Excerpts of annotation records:

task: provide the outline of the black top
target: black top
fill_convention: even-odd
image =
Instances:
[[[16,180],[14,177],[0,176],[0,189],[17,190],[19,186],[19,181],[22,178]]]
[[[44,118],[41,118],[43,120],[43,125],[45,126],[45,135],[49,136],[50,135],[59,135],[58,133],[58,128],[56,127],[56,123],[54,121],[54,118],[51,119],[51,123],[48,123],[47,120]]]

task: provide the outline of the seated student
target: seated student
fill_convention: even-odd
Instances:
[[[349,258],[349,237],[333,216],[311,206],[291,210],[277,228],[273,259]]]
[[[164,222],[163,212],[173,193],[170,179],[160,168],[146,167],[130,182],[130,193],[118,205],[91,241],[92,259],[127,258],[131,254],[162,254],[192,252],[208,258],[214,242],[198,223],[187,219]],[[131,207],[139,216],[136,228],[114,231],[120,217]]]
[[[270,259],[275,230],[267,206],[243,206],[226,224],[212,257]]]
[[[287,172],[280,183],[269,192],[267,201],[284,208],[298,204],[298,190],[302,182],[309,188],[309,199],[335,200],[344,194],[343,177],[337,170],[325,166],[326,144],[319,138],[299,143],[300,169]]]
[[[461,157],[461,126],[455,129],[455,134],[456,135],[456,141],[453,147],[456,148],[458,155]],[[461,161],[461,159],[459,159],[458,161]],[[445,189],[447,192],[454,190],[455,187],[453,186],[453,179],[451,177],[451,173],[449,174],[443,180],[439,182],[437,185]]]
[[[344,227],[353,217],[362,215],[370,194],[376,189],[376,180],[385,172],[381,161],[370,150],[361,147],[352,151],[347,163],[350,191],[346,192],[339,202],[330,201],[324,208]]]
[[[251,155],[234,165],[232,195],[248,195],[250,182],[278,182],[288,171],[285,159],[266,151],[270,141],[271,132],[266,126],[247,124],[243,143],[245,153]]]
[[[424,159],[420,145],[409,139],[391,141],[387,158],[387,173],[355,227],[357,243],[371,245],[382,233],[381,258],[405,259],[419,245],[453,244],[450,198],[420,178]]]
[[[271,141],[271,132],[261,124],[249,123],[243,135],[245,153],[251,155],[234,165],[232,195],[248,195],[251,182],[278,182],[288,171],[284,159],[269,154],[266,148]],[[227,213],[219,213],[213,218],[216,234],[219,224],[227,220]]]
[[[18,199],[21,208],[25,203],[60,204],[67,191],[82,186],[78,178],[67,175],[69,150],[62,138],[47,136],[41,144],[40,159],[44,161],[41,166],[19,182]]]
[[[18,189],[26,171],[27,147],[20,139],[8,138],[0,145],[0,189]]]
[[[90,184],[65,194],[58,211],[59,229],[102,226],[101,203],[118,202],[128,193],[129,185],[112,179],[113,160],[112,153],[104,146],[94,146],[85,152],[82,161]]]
---
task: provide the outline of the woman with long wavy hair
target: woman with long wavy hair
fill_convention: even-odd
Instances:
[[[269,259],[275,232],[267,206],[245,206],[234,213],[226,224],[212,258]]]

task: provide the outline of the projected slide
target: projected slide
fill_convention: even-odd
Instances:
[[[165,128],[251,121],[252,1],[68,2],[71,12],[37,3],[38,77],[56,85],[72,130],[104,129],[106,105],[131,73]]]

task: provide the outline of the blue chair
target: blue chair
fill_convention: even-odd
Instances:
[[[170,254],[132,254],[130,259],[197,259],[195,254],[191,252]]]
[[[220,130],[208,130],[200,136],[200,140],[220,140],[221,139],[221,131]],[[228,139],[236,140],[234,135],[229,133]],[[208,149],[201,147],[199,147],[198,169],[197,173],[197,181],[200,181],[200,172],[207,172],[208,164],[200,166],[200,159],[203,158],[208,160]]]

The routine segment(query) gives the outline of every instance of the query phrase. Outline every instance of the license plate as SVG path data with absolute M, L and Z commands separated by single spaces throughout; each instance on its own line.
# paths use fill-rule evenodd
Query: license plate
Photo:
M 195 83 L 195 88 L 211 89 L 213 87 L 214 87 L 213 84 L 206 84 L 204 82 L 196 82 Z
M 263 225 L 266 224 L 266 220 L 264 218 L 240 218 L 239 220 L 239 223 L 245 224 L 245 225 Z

What the exercise asks » Count the lines in the listing that contain the string "license", matching case exactly. Reply with the number only.

In response » 2